### LISTING
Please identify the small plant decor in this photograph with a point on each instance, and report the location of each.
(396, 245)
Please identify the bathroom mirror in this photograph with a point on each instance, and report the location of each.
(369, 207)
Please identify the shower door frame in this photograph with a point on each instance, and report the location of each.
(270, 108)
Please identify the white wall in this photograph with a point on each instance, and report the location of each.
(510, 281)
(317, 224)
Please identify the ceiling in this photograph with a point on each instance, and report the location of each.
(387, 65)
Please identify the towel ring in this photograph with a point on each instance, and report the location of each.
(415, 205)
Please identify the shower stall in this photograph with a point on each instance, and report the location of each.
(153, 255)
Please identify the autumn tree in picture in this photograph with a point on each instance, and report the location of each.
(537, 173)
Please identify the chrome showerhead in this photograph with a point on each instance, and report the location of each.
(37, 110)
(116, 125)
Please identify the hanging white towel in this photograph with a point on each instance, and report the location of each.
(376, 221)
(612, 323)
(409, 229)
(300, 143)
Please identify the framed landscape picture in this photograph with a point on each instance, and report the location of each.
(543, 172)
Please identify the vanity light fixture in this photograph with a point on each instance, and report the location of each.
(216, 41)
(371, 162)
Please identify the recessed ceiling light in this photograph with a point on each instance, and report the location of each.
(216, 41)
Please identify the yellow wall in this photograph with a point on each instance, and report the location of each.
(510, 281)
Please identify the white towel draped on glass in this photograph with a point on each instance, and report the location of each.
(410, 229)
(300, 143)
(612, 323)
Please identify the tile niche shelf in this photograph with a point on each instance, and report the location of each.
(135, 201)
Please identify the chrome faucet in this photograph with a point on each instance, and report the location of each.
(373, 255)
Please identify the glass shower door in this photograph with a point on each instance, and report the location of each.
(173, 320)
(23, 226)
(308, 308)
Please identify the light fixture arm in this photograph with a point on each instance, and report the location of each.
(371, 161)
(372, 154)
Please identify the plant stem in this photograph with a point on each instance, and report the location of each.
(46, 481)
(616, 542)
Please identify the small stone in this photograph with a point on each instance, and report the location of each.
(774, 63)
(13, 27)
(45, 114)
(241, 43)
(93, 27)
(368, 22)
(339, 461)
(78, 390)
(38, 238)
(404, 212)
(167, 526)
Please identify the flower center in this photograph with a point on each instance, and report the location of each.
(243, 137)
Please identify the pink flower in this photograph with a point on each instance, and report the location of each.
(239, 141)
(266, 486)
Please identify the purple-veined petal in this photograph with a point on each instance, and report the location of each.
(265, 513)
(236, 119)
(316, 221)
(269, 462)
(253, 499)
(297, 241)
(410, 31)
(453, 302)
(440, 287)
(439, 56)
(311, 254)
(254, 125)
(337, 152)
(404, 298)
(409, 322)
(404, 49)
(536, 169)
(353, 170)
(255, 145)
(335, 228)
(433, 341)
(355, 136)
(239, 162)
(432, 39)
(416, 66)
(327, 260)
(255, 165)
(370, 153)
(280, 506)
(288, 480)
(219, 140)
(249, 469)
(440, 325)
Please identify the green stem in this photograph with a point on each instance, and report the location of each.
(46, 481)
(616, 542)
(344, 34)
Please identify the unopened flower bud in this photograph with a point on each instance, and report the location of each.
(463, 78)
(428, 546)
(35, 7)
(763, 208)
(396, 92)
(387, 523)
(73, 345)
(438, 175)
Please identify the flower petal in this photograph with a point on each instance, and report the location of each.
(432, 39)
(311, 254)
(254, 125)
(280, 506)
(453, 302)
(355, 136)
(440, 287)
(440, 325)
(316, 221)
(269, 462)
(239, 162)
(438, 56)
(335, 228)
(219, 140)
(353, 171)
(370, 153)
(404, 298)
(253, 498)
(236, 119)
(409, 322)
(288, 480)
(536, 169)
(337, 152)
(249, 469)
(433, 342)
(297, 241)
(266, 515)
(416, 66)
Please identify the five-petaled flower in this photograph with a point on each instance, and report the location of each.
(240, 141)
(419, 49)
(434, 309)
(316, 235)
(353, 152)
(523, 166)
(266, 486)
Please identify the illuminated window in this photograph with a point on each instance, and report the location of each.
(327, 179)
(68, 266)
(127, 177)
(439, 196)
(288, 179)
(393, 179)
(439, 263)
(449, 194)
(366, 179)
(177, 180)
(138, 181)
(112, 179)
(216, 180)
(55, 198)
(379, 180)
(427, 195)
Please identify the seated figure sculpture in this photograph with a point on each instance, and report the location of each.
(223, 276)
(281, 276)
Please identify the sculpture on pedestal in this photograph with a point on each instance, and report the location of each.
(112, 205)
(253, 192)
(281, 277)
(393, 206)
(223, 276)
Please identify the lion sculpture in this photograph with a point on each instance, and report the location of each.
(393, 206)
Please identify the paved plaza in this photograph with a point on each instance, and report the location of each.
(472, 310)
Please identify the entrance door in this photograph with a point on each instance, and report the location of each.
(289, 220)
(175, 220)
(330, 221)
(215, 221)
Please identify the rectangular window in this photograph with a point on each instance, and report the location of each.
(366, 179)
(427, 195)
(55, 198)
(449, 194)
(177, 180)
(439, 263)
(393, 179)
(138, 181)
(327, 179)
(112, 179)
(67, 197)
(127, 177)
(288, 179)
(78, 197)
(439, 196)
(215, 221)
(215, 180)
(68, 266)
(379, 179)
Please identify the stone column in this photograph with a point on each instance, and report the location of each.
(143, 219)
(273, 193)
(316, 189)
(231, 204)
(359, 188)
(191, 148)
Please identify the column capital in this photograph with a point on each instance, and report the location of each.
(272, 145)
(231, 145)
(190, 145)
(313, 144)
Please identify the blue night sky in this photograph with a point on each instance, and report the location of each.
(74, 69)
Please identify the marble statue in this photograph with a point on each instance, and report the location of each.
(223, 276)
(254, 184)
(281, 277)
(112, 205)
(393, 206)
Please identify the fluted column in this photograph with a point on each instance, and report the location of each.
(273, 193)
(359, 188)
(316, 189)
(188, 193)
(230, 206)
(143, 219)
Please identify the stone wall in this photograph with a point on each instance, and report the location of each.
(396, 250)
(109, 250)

### YOUR TASK
Write out again, unchanged, every line from the line containing "Please identify the rectangular" to the final line of the material above.

### TASK SOLUTION
Please identify the rectangular window in this photograph with a point on each instance, and report the location of each.
(366, 179)
(427, 195)
(55, 198)
(449, 194)
(177, 180)
(439, 263)
(393, 179)
(138, 181)
(327, 179)
(112, 179)
(67, 197)
(127, 177)
(288, 179)
(78, 197)
(439, 196)
(215, 221)
(215, 180)
(68, 266)
(379, 179)
Please identify the stone column in this photograph with a point on each instance, and report the location of each.
(143, 219)
(273, 193)
(316, 189)
(231, 204)
(359, 188)
(191, 148)
Please identify the column capital in this photograph with a point on each instance, and report the location of each.
(272, 145)
(231, 145)
(190, 145)
(313, 144)
Please identify the blue night sky in this photograph with a point on each instance, and report the location of each.
(74, 69)
Please identify the marble statue in this photograph with a point on each instance, and report the location of each.
(223, 276)
(254, 184)
(281, 277)
(112, 205)
(393, 206)
Please identify the fluted column in this photograph with a point on each instance, and report the location of each.
(273, 193)
(359, 188)
(316, 189)
(188, 193)
(230, 206)
(143, 219)
Please identify the stone wall in this photograph with a point on each instance, and report the location of each.
(396, 250)
(109, 250)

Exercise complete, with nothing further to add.